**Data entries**
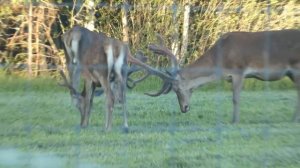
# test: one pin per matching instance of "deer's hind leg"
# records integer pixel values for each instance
(109, 101)
(296, 79)
(88, 94)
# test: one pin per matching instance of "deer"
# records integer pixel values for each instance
(102, 62)
(235, 56)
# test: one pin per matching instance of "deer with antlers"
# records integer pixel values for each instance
(100, 61)
(266, 56)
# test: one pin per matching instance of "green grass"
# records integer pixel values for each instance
(39, 128)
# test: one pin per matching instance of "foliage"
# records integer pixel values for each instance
(208, 20)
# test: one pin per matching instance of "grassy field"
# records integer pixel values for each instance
(39, 128)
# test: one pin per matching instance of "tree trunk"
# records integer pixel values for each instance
(175, 45)
(91, 12)
(185, 35)
(125, 21)
(29, 44)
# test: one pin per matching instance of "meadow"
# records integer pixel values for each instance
(40, 128)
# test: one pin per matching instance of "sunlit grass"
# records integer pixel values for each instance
(39, 128)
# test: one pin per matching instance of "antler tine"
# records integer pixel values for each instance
(160, 39)
(163, 90)
(66, 83)
(134, 82)
(151, 70)
(134, 68)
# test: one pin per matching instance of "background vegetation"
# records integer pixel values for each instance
(40, 126)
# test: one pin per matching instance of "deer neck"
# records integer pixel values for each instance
(198, 73)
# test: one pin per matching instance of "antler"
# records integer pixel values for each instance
(161, 49)
(134, 68)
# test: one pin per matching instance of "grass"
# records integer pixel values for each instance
(39, 128)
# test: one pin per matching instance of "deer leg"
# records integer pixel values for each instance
(123, 83)
(237, 82)
(89, 89)
(109, 102)
(296, 80)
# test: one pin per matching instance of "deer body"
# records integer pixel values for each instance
(100, 60)
(267, 56)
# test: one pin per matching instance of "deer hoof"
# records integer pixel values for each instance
(126, 130)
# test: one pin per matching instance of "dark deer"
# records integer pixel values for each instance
(100, 61)
(266, 56)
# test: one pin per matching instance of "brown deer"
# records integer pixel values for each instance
(266, 56)
(100, 61)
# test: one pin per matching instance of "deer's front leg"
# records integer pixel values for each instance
(237, 82)
(88, 95)
(109, 102)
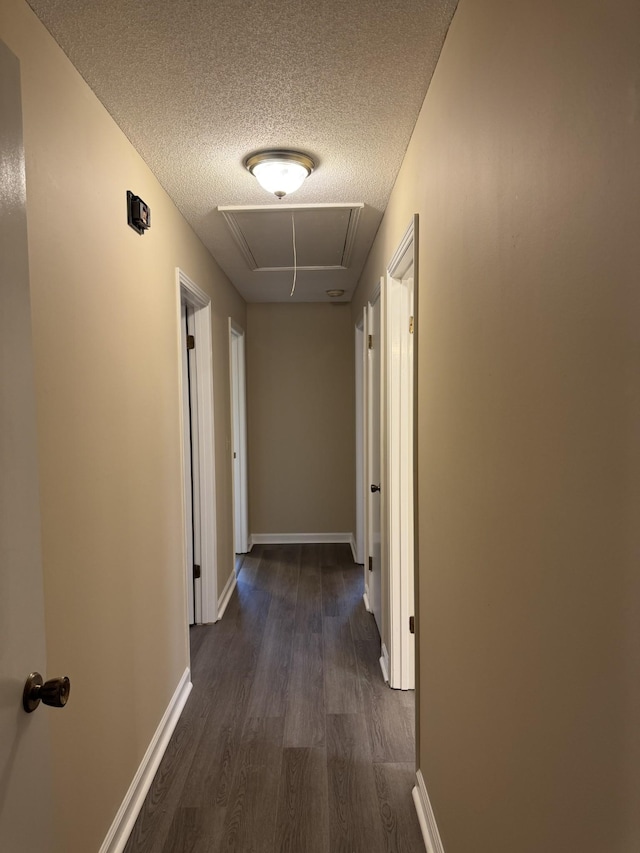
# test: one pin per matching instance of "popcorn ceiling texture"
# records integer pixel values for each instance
(196, 85)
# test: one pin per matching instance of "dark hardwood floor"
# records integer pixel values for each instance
(290, 741)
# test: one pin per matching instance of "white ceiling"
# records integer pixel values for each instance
(197, 85)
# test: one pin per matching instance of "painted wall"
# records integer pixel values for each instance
(525, 170)
(301, 418)
(106, 355)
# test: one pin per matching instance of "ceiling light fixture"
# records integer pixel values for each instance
(280, 172)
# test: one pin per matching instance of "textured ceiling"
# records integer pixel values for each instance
(197, 85)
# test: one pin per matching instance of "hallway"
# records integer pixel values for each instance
(290, 740)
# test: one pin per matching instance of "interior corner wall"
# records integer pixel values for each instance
(105, 332)
(301, 418)
(524, 168)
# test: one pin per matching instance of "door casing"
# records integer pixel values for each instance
(193, 297)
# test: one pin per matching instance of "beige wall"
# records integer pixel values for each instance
(525, 170)
(301, 418)
(106, 362)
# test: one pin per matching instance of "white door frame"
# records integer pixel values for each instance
(368, 476)
(239, 433)
(360, 355)
(189, 292)
(399, 407)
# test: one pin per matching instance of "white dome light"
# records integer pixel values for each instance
(280, 172)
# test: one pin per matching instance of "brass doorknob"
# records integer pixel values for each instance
(54, 692)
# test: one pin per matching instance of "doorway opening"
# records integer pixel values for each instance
(239, 435)
(198, 451)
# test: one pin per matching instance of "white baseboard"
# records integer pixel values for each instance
(123, 822)
(354, 547)
(384, 663)
(227, 592)
(426, 818)
(299, 538)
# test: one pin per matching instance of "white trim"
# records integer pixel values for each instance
(227, 592)
(384, 662)
(300, 538)
(190, 292)
(360, 356)
(426, 818)
(124, 820)
(354, 549)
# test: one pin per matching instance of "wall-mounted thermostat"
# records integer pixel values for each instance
(138, 213)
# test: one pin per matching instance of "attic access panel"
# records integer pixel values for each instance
(325, 234)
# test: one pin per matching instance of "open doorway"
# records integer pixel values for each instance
(198, 451)
(239, 434)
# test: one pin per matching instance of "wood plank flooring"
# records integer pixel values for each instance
(290, 741)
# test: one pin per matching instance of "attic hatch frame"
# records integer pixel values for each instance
(229, 213)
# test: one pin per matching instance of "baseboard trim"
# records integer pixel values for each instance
(227, 592)
(354, 548)
(300, 538)
(426, 818)
(384, 663)
(123, 822)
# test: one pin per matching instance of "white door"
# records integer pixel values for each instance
(25, 782)
(375, 467)
(398, 308)
(191, 467)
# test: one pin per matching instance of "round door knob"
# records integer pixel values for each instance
(54, 692)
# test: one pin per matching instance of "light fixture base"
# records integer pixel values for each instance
(280, 171)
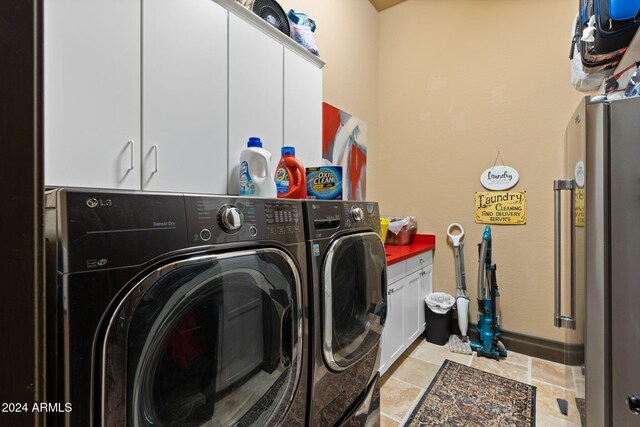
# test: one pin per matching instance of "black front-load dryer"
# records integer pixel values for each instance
(348, 295)
(175, 310)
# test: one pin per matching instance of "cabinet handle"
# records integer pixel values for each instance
(155, 149)
(130, 144)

**GOAL OF THE EXERCISE**
Go through the data and return every word of it verbatim, leaving out the pictures.

**TASK ANSWER**
# test: one pin per matching instance of "deer's hind leg"
# records integer pixel values for each instance
(109, 101)
(296, 79)
(88, 94)
# test: one pin per matching instance of "deer"
# records integer pixel values for each instance
(102, 62)
(235, 56)
# test: one pin per matching instance of "deer with antlers"
# records integer pixel values for each instance
(100, 61)
(266, 56)
# test: one pin per matching instance of "green grass"
# records integer pixel values for each instance
(39, 128)
# test: one pin per matching instance of "foliage"
# records integer pixel values for each instance
(208, 20)
# test: one pin per matching instance of "grassy field"
# records integer pixel values for each instance
(39, 128)
# test: one pin per matching instance of "tree trunk"
# records integer pixel values for each instance
(175, 45)
(91, 12)
(185, 35)
(125, 21)
(29, 44)
# test: one pin per matching instance of "meadow"
# records integer pixel values for each instance
(40, 128)
# test: one pin per matching instance of "sunlit grass"
# records integer pixel values for each instance
(39, 128)
# test: one pin per matching instance of "antler tine"
# records integer pixel values for each instance
(160, 39)
(163, 90)
(66, 83)
(134, 82)
(151, 70)
(134, 68)
# test: one pin per matching instance of "background vegetation"
# records integer pixel values for each instance
(40, 126)
# test: one pin per matching instance of "deer neck"
# records integer pixel values for each instance
(198, 73)
# test: one pin per matching instance of "antler"
# records integer pixel values for each instance
(161, 49)
(134, 68)
# test: one pin per matching instance of "grass"
# records integer pixel values for each instance
(39, 128)
# test: one pin per matching instance of "deer leg"
# records integer pixel values for each instance
(123, 83)
(237, 82)
(89, 89)
(109, 102)
(296, 80)
# test: one pin per matching instance of "deer body"
# records integer pixel values for each instance
(100, 60)
(267, 56)
# test: one pin per matching instance of "deer hoof"
# records integer pixel values for each instance
(126, 130)
# test: one pin per matching instance of "dark deer"
# records integer pixel values for each instance
(100, 61)
(266, 56)
# test: one pin per matching instance of "brown deer"
# records integer pixel values for each instance
(266, 56)
(100, 61)
# test: one pin per matching instance of "deer's front leg"
# records integer pixel values for each instance
(237, 82)
(88, 95)
(109, 102)
# test: one pin per matching instance of "popcorn ceiling texture"
# records integer pixel values for each instance
(196, 85)
# test: one pin per matching instance of "dark hardwood floor"
# records integer pixel values for each instance
(290, 741)
# test: one pin per matching instance of "white ceiling"
# records integer pixel values for each instance
(197, 85)
# test: one pin per matching instance of "painted wall"
# records integer pixel values for each instance
(525, 170)
(301, 418)
(106, 355)
# test: one pin per matching instance of "ceiling light fixture"
# records integer pixel values for each instance
(280, 172)
# test: one pin per matching instance of "textured ceiling"
# records integer pixel values for each instance
(197, 85)
# test: one pin per matching instance of "hallway"
# records integer pixel values for each instance
(290, 740)
# test: one pin per matching instance of "interior corner wall"
# records integer pixel values for each instance
(105, 332)
(301, 418)
(524, 168)
# test: one pin per matching instance of "door casing"
# records integer pixel values for each instance
(193, 297)
# test: one pin per matching instance of "beige wall"
# records integer pixel values for each instance
(525, 170)
(301, 418)
(106, 362)
# test: one pin per matching instance of "white door frame"
# records integer pixel values for each instance
(368, 476)
(239, 433)
(360, 355)
(189, 292)
(399, 407)
# test: one pin per matching instance of "white dome light"
# records integer pixel values for each instance
(280, 172)
# test: one pin per matching instance of "brass doorknob"
# records integer pixel values for each instance
(54, 692)
# test: one pin per matching instance of "doorway opening"
# records integer pixel values for each instance
(239, 435)
(198, 451)
# test: one pin per matching instance of "white baseboard"
# records integer pixel values for each instance
(123, 822)
(354, 547)
(384, 663)
(227, 592)
(426, 818)
(299, 538)
# test: one pin per matching instance of "white trim"
# records integer pixel values for each instance
(227, 592)
(384, 662)
(300, 538)
(190, 292)
(360, 356)
(426, 818)
(124, 820)
(354, 549)
# test: one pin per matching instance of "wall-mounted thermostat"
# records integer pixel values for each instance
(138, 213)
# test: one pin per matching instance of "attic access panel"
# records integer pixel values for each instance
(325, 234)
# test: one pin per matching instance of "open doorway"
# records integer pixel values for each instance
(198, 451)
(239, 434)
# test: one pin per matching instance of "wood plank flooring"
# records integer pixel values for each instance
(290, 741)
# test: one pin per matching instance of "attic hatch frame"
# records integer pixel values for each instance
(229, 213)
# test: one pin per matching instance of "baseboard trim"
# records integer pixel values for each instance
(227, 592)
(354, 548)
(300, 538)
(426, 818)
(384, 663)
(123, 822)
# test: one pin per matching instance of "white door"
# records integer pixel values for each instance
(25, 782)
(375, 467)
(398, 308)
(191, 467)
# test: one pin per matching instance of "round door knob"
# records integer pixel values for each instance
(54, 692)
# test: one pin per matching instance of "light fixture base"
# records integer pixel values for each instance
(280, 171)
# test: one pin per matching instance of "black front-load dryer"
# records integer pixel values for each instance
(348, 295)
(175, 310)
# test: one pin per matching instance of "cabinet handle"
# records integer pixel values for each instance
(155, 149)
(130, 144)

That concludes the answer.